### DESCRIPTION OF THE TASK
No pictures go into the output, which should consist only of the lines from the first line of the data through the line with "[locate] hunter's hands", copied exactly.

Referring expression data:
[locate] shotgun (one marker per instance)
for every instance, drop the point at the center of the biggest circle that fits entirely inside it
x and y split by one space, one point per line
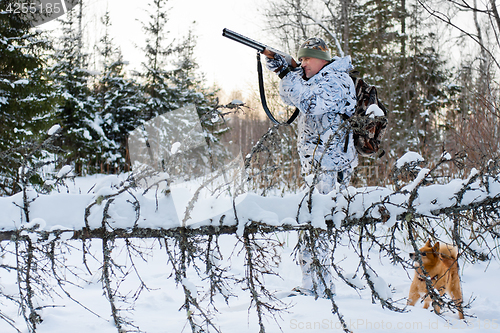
262 48
268 52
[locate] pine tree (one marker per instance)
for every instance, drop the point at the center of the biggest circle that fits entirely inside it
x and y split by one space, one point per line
120 102
25 98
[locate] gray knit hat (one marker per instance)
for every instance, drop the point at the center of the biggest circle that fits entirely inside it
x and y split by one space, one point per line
314 48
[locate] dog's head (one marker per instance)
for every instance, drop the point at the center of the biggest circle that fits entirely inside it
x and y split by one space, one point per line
429 254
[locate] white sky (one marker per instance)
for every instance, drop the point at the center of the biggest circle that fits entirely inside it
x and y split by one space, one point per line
229 64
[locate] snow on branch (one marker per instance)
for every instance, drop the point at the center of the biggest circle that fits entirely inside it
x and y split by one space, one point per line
419 205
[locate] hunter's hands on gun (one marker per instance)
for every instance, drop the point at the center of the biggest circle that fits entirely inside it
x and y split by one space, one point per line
281 59
276 61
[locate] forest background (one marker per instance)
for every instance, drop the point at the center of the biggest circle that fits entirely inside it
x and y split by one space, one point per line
433 63
67 108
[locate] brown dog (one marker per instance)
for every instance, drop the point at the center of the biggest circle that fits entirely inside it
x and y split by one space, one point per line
440 263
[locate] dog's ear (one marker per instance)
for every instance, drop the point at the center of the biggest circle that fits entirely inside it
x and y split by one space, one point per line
435 248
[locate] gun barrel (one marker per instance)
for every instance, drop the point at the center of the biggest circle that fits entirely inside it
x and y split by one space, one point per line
243 40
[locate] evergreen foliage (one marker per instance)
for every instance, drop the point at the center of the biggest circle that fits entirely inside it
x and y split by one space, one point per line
26 98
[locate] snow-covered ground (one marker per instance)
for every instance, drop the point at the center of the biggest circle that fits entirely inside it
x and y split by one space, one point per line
157 308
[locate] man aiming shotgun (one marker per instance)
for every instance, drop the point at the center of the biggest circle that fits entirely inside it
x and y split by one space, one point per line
322 90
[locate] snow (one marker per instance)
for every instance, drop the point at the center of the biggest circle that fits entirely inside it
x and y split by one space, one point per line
409 157
161 302
374 111
53 130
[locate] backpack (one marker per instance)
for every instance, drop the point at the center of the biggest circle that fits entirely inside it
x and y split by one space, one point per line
369 121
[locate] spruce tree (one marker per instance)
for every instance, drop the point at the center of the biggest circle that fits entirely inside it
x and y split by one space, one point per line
77 113
120 102
25 100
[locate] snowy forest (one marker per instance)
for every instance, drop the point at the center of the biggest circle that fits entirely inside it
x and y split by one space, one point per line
151 200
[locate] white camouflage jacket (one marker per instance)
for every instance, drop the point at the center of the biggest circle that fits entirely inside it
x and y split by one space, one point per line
322 99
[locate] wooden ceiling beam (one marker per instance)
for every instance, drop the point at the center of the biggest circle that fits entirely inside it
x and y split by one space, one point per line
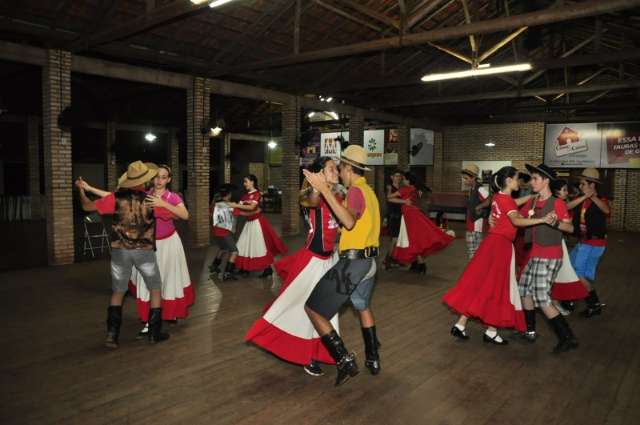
347 15
159 16
367 11
541 17
514 94
423 10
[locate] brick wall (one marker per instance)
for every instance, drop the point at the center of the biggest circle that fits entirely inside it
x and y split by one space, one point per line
290 168
403 147
519 143
198 104
174 160
111 168
56 95
33 165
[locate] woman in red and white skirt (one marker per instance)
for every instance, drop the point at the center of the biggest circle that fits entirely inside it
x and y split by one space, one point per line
285 329
177 291
568 286
258 243
488 289
419 237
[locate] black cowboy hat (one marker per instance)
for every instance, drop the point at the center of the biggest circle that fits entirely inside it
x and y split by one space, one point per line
543 170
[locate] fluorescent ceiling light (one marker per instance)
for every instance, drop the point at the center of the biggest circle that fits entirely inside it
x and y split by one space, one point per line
477 72
217 3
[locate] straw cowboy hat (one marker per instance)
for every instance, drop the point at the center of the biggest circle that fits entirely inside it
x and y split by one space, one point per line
355 156
543 170
591 174
138 173
472 170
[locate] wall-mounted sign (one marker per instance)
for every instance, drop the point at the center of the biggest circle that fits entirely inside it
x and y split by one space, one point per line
421 147
599 145
330 143
374 145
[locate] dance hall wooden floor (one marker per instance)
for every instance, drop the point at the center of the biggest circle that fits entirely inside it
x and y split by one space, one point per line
53 369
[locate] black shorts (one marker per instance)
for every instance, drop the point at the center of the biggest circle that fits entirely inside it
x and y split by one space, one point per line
393 225
227 243
344 280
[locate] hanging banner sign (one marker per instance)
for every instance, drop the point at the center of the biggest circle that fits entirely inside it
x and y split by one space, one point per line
391 147
572 145
374 146
620 145
330 143
421 147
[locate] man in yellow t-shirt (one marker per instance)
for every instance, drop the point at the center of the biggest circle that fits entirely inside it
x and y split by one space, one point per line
353 276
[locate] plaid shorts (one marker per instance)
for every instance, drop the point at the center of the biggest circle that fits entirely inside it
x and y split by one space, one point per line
537 279
473 242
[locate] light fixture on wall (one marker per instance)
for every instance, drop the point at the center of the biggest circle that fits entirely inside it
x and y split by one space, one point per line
150 137
213 4
484 69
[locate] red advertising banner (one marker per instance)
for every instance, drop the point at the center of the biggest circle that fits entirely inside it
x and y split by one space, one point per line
621 145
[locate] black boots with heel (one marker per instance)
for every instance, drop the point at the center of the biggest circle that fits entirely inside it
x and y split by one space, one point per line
345 361
566 340
371 345
114 321
155 326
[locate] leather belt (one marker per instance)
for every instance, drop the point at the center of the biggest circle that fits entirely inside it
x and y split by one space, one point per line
358 254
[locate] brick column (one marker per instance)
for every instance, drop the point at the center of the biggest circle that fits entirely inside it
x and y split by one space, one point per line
290 168
227 157
33 165
56 95
438 163
110 168
403 146
198 104
174 160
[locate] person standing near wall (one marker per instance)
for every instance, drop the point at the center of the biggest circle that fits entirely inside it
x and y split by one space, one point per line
590 223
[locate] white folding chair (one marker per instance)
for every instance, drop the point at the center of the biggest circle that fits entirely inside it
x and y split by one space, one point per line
94 234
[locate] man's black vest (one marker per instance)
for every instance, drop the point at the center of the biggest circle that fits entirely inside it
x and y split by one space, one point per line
595 220
472 203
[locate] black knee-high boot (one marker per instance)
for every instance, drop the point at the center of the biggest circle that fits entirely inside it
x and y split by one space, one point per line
593 305
215 266
345 361
114 321
155 326
371 350
566 339
229 272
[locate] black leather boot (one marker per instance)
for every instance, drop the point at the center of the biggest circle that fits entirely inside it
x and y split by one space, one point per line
594 307
114 320
229 272
530 317
215 266
566 340
155 326
345 361
372 361
267 272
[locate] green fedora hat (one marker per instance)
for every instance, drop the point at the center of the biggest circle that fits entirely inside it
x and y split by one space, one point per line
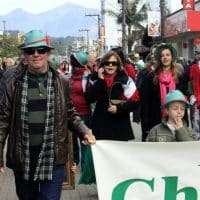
81 57
36 38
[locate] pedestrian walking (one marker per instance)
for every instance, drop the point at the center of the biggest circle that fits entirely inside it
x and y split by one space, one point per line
194 74
172 128
35 110
165 76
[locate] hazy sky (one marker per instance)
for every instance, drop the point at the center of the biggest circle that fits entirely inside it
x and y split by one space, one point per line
38 6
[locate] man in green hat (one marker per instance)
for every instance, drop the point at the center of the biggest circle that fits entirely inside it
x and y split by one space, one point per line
172 128
35 110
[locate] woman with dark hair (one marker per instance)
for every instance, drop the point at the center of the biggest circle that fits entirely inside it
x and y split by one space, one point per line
166 76
129 68
116 96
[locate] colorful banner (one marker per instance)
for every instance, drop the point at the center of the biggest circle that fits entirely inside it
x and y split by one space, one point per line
147 171
188 4
154 23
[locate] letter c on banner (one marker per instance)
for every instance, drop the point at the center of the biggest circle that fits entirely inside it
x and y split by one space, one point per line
120 190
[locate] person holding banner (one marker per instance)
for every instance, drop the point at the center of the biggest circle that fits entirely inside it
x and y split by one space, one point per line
172 128
116 96
35 113
166 75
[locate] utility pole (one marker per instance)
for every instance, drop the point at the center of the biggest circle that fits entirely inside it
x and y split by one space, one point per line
102 34
4 27
162 17
124 36
87 33
98 21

### RESULT OF THE TASK
[locate] shotgun (one marker per instance)
for every instance, drop the point at the center of the biggest circle that fits entirely inside it
x and y split by one space, one point per line
262 48
268 52
[locate] pine tree (one marker per instance)
for every instance, drop the point at the center of the biggest circle that fits entirely inside it
x and y split by one space, one point per line
120 102
25 98
[locate] gray knit hat (one marker per instance)
for every instance, drop the point at the center of the biggest circle that fits entirely inside it
x and y split by one space, one point per line
314 48
[locate] dog's head (one marker per instance)
for every instance, drop the point at the center of the biggest circle that fits entirely inside it
x and y split by one space, one point per line
429 254
[locate] white sky (one marker per instance)
for every instance, drop the point at the center of the biggest circle that fits entirely inside it
x and y split by one space, one point per line
229 64
[locate] snow on branch (one marker per instance)
for every instance, drop the point at the center of the biggest circle that fits entirely inside it
x and y split by one space, one point per line
419 205
[locate] hunter's hands on gun (one marker per instance)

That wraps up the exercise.